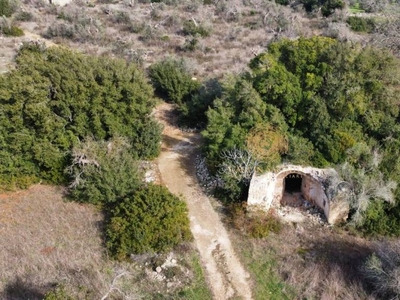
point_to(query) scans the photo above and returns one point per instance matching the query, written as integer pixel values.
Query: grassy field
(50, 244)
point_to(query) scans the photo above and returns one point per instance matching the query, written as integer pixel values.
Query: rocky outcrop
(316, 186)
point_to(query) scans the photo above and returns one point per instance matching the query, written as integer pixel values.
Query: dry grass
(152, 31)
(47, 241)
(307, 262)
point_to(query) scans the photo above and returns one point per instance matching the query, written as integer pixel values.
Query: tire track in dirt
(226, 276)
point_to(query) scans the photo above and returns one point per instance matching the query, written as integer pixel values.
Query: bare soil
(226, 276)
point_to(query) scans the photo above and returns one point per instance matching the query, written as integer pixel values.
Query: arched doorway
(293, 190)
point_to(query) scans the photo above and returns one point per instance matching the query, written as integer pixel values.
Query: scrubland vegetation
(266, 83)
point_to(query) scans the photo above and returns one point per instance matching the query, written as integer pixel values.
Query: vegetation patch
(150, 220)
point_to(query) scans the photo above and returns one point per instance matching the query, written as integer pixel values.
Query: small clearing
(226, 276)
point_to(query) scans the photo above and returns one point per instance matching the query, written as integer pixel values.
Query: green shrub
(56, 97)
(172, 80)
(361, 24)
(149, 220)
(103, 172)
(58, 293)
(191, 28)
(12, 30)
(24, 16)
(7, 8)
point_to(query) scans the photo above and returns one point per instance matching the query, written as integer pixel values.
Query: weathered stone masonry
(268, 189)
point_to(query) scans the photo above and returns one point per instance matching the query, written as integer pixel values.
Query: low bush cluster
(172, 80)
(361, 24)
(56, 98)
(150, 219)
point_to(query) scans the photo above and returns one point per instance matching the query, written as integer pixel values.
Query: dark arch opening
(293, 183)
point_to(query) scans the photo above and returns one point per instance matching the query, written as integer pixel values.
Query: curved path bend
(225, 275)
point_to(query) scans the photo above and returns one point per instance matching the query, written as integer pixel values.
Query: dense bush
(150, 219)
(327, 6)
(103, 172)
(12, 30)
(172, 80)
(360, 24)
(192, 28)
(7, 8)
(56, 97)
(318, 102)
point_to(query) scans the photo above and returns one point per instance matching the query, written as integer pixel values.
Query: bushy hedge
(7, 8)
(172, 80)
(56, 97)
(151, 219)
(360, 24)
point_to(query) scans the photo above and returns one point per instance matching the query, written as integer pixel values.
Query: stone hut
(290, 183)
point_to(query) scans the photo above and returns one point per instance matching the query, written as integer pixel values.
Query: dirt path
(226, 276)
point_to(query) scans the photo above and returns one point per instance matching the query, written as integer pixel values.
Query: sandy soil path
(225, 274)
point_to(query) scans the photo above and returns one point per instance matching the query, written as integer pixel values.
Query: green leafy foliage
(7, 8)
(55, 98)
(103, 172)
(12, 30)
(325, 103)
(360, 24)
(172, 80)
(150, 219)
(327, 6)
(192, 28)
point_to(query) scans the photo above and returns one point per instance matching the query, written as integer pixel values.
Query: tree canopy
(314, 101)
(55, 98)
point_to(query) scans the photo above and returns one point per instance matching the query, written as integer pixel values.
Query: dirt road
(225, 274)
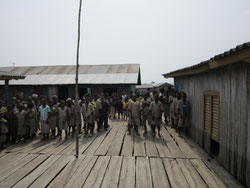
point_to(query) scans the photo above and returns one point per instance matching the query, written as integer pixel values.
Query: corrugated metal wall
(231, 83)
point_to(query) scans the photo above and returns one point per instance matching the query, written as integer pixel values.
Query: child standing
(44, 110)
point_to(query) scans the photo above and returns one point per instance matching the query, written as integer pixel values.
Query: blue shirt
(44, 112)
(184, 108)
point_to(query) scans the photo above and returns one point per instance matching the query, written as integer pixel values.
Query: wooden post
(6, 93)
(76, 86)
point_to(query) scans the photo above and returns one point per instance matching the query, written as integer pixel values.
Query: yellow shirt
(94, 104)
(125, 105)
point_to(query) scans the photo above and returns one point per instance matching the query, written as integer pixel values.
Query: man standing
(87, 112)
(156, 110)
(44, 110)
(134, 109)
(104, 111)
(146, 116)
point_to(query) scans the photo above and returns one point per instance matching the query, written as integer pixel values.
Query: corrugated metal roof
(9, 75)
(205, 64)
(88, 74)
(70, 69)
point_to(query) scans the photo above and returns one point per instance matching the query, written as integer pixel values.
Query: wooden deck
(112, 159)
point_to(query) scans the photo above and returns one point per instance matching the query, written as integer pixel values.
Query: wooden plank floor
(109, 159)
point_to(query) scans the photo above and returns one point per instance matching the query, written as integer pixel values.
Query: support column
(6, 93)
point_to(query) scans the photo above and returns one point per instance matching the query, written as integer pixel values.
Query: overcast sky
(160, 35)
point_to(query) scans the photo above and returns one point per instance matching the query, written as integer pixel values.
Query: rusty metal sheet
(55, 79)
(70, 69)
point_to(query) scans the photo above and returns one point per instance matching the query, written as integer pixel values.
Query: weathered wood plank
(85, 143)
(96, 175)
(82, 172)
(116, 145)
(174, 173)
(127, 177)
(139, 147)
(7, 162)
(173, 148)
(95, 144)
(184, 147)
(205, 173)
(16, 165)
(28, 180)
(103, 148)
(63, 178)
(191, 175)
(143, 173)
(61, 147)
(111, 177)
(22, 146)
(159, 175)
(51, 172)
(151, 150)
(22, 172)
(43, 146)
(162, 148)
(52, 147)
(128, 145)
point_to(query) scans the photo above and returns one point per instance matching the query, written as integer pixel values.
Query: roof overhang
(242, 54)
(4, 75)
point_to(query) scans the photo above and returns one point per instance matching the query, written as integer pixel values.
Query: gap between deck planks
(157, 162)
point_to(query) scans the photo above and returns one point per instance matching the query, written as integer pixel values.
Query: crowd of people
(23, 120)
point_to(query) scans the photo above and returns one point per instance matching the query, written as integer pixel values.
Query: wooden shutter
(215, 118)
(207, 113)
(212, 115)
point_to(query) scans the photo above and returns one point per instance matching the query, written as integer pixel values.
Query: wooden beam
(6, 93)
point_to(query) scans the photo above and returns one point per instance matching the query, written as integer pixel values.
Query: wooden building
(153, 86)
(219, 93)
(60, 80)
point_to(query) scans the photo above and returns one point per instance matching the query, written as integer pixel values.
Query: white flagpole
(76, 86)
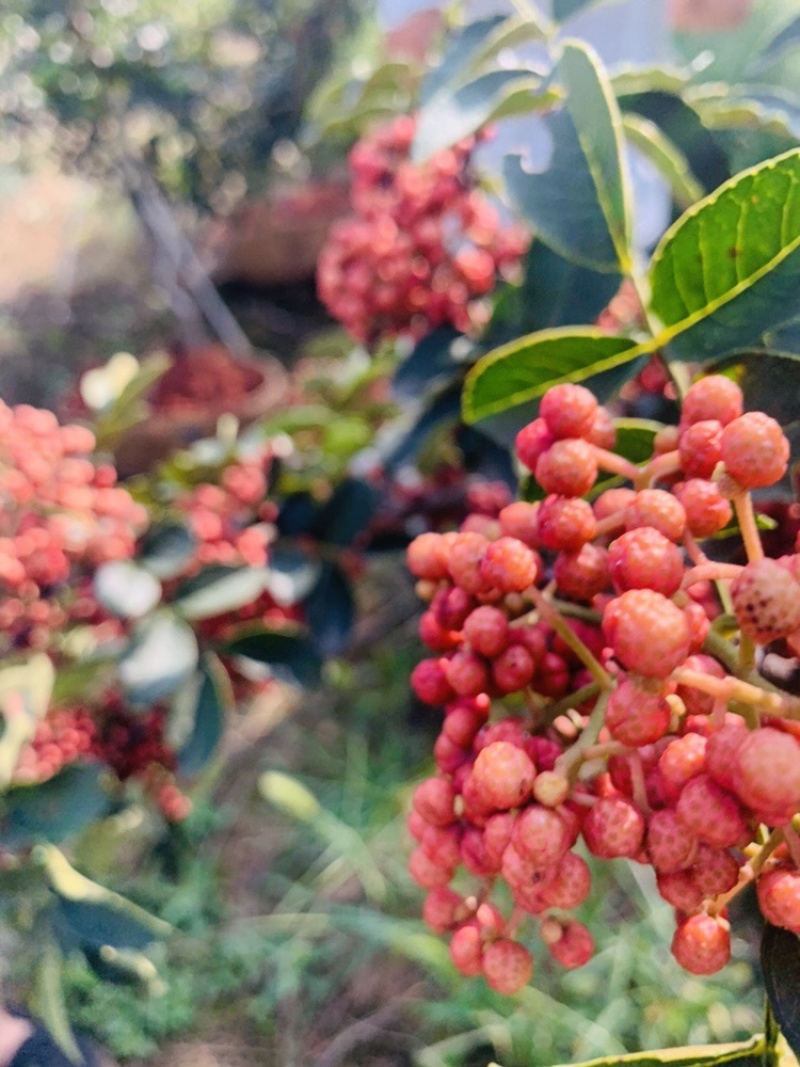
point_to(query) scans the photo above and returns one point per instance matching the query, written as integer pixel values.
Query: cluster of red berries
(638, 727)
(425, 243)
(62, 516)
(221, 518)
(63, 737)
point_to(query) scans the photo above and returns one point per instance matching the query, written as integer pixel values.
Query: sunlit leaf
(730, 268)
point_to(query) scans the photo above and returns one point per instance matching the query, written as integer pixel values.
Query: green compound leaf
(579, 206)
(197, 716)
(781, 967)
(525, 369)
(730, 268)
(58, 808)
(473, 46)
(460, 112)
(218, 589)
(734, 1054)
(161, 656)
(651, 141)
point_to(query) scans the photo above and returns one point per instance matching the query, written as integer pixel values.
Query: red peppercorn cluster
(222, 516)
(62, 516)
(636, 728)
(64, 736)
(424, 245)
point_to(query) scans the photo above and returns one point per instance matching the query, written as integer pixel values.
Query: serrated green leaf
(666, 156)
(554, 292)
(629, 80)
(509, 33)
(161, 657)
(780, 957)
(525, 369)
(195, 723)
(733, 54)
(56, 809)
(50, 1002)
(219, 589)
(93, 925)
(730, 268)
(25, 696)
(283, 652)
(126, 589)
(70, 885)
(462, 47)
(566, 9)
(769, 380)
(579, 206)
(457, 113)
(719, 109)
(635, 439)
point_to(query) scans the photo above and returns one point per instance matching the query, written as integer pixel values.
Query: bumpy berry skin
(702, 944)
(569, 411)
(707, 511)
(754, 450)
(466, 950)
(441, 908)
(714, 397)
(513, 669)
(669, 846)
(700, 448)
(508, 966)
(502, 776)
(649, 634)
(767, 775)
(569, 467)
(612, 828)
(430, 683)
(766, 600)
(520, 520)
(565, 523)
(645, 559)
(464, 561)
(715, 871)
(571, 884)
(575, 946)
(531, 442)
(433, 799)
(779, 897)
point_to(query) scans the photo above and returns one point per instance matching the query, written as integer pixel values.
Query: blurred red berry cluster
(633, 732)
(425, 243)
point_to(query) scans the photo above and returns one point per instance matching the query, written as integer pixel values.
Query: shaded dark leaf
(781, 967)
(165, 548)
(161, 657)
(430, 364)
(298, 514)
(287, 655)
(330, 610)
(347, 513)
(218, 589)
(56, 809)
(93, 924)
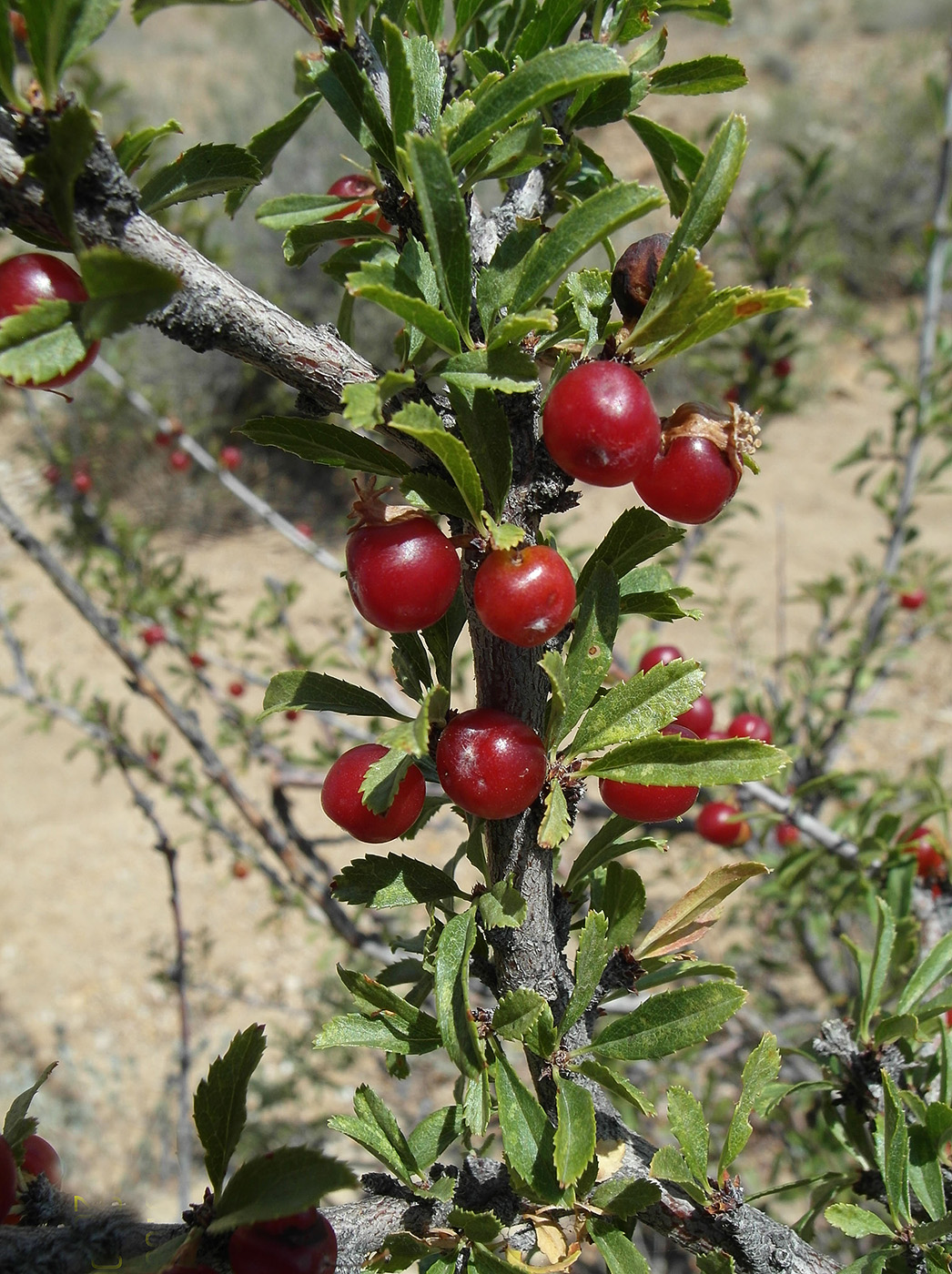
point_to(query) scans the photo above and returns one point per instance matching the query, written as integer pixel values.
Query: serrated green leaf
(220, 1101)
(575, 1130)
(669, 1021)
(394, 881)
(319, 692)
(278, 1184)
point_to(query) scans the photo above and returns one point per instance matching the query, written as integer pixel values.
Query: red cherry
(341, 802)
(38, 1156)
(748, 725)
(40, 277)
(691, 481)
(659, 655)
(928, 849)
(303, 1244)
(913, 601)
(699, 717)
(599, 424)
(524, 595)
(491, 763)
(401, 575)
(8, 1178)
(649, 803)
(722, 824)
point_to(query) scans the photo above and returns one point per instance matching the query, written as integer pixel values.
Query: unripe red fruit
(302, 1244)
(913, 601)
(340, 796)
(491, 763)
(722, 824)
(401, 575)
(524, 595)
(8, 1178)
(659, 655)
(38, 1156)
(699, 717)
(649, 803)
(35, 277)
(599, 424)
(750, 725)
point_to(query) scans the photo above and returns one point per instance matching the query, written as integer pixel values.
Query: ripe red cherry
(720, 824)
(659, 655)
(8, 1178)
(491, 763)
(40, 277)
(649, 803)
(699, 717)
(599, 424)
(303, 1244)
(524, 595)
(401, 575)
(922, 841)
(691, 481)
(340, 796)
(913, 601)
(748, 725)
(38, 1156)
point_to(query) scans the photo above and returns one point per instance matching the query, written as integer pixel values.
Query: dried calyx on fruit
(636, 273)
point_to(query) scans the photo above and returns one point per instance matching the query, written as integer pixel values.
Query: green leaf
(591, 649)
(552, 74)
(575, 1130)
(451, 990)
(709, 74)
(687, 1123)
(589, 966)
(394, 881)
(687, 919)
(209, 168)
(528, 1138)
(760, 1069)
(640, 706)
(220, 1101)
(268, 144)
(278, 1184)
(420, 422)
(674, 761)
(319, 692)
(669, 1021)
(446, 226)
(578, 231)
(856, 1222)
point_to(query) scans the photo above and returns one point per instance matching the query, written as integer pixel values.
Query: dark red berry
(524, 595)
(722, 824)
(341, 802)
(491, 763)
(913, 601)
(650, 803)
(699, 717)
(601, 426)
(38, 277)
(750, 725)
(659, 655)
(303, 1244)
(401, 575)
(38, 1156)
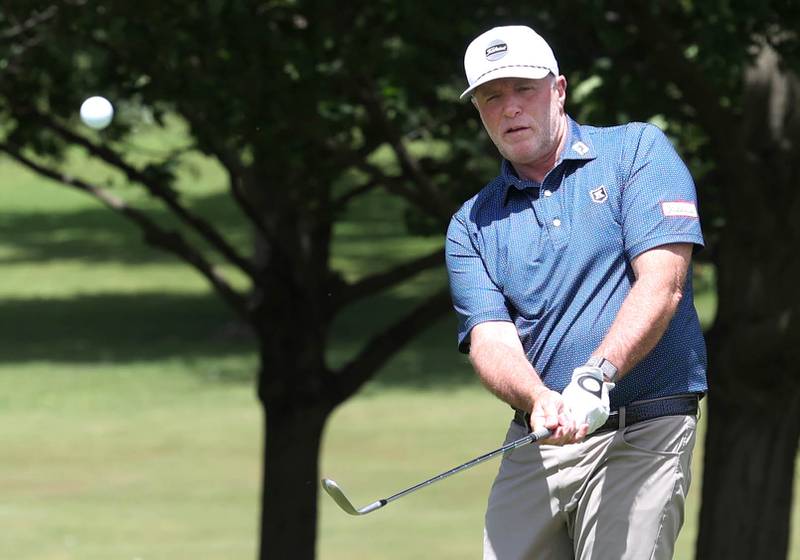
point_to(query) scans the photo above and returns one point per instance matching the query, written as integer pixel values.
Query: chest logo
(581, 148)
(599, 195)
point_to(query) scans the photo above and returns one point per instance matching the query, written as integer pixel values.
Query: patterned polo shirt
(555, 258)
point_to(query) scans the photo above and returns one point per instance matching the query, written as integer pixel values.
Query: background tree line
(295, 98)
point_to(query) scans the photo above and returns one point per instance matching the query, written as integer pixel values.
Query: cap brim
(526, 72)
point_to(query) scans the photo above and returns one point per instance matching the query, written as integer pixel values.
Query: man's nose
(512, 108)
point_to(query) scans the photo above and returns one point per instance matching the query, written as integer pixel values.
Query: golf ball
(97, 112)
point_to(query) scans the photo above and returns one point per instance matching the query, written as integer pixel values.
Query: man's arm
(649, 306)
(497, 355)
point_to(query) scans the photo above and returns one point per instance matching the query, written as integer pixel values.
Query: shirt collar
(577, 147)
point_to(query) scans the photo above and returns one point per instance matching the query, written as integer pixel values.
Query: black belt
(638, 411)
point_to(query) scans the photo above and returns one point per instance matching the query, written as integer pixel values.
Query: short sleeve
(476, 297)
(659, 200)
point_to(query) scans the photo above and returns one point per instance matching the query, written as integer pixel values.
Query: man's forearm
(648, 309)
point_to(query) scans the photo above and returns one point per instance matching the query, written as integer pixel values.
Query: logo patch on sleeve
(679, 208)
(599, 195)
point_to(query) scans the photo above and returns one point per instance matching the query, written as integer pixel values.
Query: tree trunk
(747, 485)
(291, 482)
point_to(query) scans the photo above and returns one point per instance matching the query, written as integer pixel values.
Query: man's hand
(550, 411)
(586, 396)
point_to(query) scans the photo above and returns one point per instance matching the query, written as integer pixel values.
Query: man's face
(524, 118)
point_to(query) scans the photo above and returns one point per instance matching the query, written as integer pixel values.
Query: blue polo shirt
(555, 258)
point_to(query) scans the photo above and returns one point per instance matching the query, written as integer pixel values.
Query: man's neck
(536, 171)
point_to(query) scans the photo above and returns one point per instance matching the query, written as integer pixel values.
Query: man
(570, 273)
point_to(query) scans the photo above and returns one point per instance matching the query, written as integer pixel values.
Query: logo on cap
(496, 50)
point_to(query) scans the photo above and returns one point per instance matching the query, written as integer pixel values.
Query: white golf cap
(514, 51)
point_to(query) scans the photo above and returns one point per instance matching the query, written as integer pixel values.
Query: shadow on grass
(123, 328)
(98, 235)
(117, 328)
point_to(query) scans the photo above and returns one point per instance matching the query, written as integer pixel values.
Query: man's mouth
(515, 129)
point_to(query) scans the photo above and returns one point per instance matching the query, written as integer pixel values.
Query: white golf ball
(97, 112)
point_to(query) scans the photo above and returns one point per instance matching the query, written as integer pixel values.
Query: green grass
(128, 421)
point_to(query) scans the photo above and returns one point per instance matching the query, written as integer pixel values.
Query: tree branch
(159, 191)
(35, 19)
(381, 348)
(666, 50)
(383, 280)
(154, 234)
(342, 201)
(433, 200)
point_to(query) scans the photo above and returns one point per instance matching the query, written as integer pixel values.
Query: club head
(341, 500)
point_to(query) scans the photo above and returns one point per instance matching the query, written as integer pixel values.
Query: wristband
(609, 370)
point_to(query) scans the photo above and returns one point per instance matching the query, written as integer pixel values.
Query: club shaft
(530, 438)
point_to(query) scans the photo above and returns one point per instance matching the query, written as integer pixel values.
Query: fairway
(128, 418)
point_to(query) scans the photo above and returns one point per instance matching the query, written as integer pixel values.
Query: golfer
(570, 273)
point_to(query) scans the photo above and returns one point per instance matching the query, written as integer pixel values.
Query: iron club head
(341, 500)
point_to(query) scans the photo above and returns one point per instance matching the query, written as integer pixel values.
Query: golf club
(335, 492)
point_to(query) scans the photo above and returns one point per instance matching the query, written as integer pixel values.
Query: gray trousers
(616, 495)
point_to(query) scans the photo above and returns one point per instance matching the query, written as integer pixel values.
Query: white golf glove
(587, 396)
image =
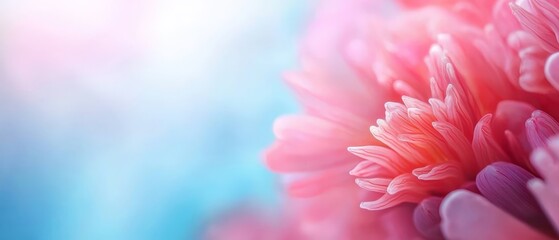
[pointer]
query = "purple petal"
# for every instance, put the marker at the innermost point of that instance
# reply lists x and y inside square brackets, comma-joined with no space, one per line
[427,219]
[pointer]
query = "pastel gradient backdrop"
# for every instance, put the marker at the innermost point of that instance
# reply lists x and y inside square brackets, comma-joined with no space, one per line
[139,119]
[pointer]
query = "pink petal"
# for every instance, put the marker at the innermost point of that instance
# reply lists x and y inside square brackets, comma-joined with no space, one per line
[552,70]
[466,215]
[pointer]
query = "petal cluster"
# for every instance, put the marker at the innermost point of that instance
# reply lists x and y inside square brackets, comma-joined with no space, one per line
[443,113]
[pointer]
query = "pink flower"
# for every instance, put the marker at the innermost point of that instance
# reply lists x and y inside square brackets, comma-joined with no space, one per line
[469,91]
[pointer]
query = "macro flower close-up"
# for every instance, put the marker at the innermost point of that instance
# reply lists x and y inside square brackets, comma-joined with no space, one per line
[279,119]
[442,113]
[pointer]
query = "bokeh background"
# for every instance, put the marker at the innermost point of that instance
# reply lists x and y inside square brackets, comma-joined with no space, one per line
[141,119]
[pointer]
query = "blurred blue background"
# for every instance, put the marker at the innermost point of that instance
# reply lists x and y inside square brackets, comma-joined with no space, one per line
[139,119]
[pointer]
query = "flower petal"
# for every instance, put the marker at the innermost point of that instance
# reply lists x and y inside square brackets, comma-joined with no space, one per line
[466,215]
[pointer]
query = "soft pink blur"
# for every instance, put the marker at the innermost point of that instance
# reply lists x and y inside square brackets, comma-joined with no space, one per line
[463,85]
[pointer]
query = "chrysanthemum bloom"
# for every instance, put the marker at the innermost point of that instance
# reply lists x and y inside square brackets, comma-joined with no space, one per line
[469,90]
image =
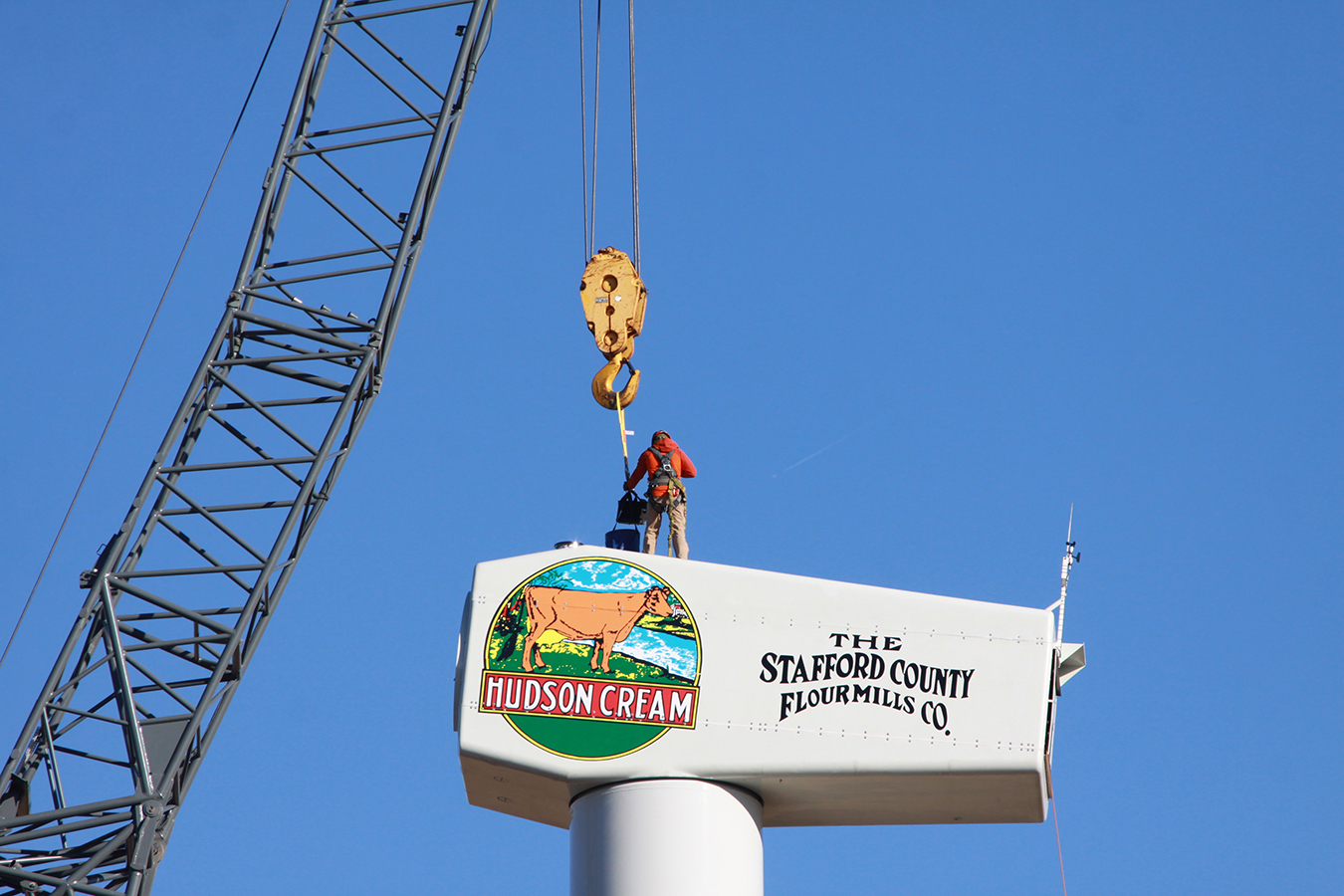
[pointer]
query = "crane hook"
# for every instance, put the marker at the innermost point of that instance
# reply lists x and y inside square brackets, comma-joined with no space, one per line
____________
Pick out every line of the material that contains the string "dark" and copy each one in full. Case counts.

Query: dark arch opening
Query: shaded dark leaf
Query: dark red berry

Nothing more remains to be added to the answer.